# [What the task asks]
Return every line in the records below that contains the word "with", copying each line in full. Case counts.

# [Dataset entries]
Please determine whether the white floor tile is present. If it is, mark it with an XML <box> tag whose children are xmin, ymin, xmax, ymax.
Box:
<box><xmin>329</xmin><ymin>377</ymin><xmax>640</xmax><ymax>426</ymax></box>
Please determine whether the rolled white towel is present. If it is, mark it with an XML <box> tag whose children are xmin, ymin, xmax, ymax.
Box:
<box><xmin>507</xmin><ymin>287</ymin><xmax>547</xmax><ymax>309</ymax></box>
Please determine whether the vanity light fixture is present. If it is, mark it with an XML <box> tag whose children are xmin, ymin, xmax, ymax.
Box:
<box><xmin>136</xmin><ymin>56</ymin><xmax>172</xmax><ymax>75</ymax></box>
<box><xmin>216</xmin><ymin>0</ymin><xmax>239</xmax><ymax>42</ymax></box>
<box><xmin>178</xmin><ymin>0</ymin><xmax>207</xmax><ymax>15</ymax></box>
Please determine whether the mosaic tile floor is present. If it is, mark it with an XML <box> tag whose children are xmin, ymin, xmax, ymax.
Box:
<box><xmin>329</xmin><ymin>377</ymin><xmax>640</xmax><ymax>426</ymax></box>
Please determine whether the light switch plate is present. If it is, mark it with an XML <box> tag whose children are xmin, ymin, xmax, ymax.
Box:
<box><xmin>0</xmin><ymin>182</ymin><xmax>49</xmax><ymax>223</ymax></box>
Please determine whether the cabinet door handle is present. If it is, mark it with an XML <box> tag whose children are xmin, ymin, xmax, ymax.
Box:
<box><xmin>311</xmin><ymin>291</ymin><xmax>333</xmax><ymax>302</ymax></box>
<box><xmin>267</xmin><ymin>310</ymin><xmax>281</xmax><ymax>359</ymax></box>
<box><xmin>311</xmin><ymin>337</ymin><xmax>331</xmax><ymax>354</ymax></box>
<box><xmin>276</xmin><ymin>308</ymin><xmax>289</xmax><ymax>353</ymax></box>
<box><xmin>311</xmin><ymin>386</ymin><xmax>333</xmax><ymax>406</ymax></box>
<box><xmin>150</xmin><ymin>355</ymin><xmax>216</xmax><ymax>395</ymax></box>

# [Solution to the exercise]
Please determine whether the white floor tile is present. If it is, mark it with an XML <box> tag whose children are xmin, ymin, xmax, ymax.
Please determine whether the rolled white towel is present. If it is, mark it with an XML <box> tag whose children are xmin, ymin, xmax, ymax.
Please determine whether the vanity light fixture is present. If it is, mark it with an XML <box> tag whose children are xmin, ymin, xmax, ymax.
Please determine whether the mosaic tile floor is present. If it is, mark it with an XML <box> tag whose children are xmin, ymin, xmax, ymax.
Please determine whether the light switch plate is present. If it is, mark it with an XML <box> tag whose children are xmin, ymin, xmax, ymax.
Please determine whether the cabinet door handle is present. If it is, mark it with an XML <box> tag whose children are xmin, ymin, xmax, ymax.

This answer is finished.